━━━━━ Quellenauszug

Das wird man ja noch sagen dürfen!

In den letzten Tagen haben sich die Ereignisse rund um das Internet überschlagen -drei Beispiele aus einer eiligen, unreflektierten Welt

von Leitartikel - Das wird man ja noch sagen dürfen! © Bild: Matt Observe

Da ließ ein gewisser Dominik Schrott ein Gewinnspiel im Wahlkampf veranstalten. Das Spiel wurde manipuliert, der Hauptpreis ging an ein Fake-Profil. Dem nicht genug. Schrott soll vor einem Jahr für den von ihm gegründeten Verein Tiroler Kinderwelt 24.000 Euro an Landesförderungen für die Erstellung einer App bekommen haben. Die App gibt es bis heute nicht. Grund genug, dass der ÖVP-Abgeordnete aus allen seinen Funktionen zurücktrat. Er war auch Chef der Jungen ÖVP in Tirol. Das war ein schwerer Schlag für Bundeskanzler Sebastian Kurz. Aber immerhin: Der Mann ist gegangen (worden).

━━━━━━━━━━
━━━━━ Datenauszug

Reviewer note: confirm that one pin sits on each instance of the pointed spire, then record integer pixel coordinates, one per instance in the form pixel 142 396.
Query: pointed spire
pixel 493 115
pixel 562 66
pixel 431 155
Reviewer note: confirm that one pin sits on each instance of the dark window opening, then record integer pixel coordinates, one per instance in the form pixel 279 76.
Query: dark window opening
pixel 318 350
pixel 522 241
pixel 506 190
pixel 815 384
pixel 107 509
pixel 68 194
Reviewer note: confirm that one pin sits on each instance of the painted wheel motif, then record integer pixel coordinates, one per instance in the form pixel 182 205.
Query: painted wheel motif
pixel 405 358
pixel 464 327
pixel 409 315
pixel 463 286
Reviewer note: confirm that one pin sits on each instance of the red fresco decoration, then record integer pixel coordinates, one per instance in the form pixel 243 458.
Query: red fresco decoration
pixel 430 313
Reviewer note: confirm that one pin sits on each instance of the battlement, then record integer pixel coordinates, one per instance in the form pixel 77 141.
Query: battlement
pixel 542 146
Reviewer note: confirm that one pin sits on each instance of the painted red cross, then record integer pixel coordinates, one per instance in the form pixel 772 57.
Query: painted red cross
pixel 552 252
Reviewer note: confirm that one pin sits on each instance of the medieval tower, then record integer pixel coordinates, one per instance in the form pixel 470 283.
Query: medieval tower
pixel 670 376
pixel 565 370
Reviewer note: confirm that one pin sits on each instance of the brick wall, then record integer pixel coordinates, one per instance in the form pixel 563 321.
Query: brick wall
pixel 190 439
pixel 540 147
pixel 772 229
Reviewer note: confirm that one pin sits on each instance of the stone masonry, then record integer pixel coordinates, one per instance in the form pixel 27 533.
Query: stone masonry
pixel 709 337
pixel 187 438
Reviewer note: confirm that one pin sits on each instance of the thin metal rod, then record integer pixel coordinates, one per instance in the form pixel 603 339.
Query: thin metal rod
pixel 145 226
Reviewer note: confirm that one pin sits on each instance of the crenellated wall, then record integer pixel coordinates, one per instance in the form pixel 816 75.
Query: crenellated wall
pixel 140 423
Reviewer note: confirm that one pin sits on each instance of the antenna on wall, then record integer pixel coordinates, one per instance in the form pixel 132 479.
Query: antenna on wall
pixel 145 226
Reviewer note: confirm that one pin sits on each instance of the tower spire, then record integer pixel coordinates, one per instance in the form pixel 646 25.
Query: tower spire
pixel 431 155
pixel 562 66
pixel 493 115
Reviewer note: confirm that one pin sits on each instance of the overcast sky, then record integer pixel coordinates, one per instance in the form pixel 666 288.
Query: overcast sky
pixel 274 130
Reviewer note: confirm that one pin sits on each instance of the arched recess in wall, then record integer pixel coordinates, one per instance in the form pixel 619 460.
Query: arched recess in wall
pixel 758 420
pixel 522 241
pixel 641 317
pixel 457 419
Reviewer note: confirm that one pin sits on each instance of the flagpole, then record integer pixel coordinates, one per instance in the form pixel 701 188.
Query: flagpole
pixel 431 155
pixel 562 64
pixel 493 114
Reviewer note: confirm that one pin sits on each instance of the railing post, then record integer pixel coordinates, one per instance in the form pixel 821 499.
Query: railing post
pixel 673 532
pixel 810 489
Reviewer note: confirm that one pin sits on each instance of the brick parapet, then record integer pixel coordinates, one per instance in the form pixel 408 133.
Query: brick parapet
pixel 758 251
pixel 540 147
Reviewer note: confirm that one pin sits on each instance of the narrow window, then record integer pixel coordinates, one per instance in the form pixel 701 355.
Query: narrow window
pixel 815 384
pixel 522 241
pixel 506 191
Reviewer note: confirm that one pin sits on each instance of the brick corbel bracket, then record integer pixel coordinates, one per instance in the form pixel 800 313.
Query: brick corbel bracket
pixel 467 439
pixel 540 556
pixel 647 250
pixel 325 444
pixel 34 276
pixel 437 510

━━━━━━━━━━

=== Aufgabe 1 ===
Prüfe anhand des Artikels über Dominik Schrott, ob die folgenden Aussagen zutreffen: (a) Der Hauptpreis des Gewinnspiels ging an ein Fake-Profil. (b) Die App für den Verein Tiroler Kinderwelt ist inzwischen erschienen. (c) Schrott legte nur einen Teil seiner Funktionen zurück. Beantworte jede Aussage mit Ja oder Nein und zitiere die entscheidenden Worte des Artikels.
=== Aufgabe 2 ===
Gib aus dem Artikel über Dominik Schrott alles von „von Leitartikel - Das“ bis hinunter zu „ist gegangen (worden).“ wortgetreu wieder.

=== Ergebnis 1 ===
(a) Ja: „der Hauptpreis ging an ein Fake-Profil“
(b) Nein: „Die App gibt es bis heute nicht.“
(c) Nein: „dass der ÖVP-Abgeordnete aus allen seinen Funktionen zurücktrat“

=== Ergebnis 2 ===
von Leitartikel - Das wird man ja noch sagen dürfen! © Bild: Matt Observe

Da ließ ein gewisser Dominik Schrott ein Gewinnspiel im Wahlkampf veranstalten. Das Spiel wurde manipuliert, der Hauptpreis ging an ein Fake-Profil. Dem nicht genug. Schrott soll vor einem Jahr für den von ihm gegründeten Verein Tiroler Kinderwelt 24.000 Euro an Landesförderungen für die Erstellung einer App bekommen haben. Die App gibt es bis heute nicht. Grund genug, dass der ÖVP-Abgeordnete aus allen seinen Funktionen zurücktrat. Er war auch Chef der Jungen ÖVP in Tirol. Das war ein schwerer Schlag für Bundeskanzler Sebastian Kurz. Aber immerhin: Der Mann ist gegangen (worden).